=== Assigned task ===
Each entry must come back word for word; drop the images as you go.

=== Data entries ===
------------------------------------------------------------

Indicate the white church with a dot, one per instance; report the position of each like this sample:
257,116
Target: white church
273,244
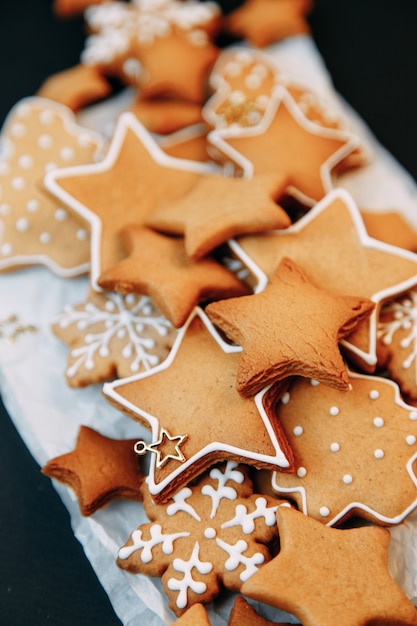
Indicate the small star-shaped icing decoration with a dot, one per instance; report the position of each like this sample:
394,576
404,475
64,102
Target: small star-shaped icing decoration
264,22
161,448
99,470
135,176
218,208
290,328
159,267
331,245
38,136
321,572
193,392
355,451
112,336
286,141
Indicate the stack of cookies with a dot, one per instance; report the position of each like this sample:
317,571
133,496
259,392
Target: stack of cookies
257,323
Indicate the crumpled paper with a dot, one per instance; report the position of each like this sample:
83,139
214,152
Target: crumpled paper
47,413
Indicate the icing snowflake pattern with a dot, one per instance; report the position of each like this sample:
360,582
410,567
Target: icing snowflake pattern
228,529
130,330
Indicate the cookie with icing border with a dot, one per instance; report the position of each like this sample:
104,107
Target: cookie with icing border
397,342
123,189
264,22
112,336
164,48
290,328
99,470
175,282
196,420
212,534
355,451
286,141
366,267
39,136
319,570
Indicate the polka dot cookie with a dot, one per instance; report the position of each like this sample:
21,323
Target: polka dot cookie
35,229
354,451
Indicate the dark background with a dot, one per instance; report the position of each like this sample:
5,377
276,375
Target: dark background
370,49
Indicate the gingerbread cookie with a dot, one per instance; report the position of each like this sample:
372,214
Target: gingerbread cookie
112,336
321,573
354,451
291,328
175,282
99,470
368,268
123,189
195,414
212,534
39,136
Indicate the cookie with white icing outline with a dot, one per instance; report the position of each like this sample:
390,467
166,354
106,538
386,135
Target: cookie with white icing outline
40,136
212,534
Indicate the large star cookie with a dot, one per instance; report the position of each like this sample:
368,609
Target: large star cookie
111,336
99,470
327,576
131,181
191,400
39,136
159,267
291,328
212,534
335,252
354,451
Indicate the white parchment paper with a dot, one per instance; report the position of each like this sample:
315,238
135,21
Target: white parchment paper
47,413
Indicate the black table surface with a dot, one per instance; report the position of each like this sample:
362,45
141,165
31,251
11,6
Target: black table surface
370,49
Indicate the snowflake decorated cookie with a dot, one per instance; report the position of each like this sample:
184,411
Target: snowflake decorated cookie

------------------------------------------------------------

=== Expected answer ===
Indicate the white church with a dot, one per instance; report the position of each like this sample:
257,116
Target: white church
273,244
Indicate the small star-shaped icing decoration with a dot, one per instance; report the position of each like this sample:
394,576
404,475
64,102
Target: small star-shaped icing decoration
264,22
161,448
99,470
135,176
218,208
290,328
159,267
331,245
38,136
321,572
193,392
355,451
112,336
286,141
Indicate the stack of cookies with a dot, one per instance; report the position of each like this sample:
317,571
133,496
259,392
Target: stack of cookies
257,323
Indicate the crumpled paper with a dot, one per instance; report the position of each like this sample:
83,139
214,152
Target: crumpled paper
47,413
Indicate the icing snowflake pattern with a dot, one per instance; report the position of each like this sample:
360,582
410,567
Target: icing snowflake pattern
228,529
130,330
Indicate the cookie with icing border with a dot, one per instance; report the position of each like this sample:
104,107
Target: cookie with icing border
397,342
123,189
264,22
112,336
164,48
290,328
99,470
175,282
196,420
212,534
355,451
286,141
366,267
39,136
319,570
Indicate the polka dot cookie with a dot, one per instance; report the position of each like this sample:
21,323
Target: polka dot cookie
35,229
354,451
Indicate the dark background with a dot, one per instance; report the position of each like this sample:
5,377
276,375
Target: dark background
370,49
Indicate the gingerbread cookie with a dot, one per instance; report the position of each like this sample:
372,214
Target: gingerbread cookie
112,336
321,573
354,451
291,328
175,282
99,470
368,268
123,189
195,414
212,534
39,136
Indicate the cookie with white icing outline with a dot, one per instance; report the position of each like this sample:
390,467
166,354
106,538
386,135
Target: cookie with white icing outline
40,136
212,534
Indicate the large star cookie with a dot, one per instance; report the position of each like this sample:
368,609
Target: large star cookie
111,336
99,470
327,576
131,181
191,400
39,136
159,267
291,328
212,534
335,252
354,451
Indicate the white parchment paper with a dot, one per instance; report the position of each like this sample:
315,238
135,21
Target: white parchment paper
47,413
Indicate the black table surface with a dot, one per instance; report the position of each like this sample:
362,45
141,165
31,251
11,6
Target: black table surface
370,49
Indicate the snowflake decorated cookie with a dot, one per instance; report the position of each like this sample:
184,411
Target: snowflake decorated cookie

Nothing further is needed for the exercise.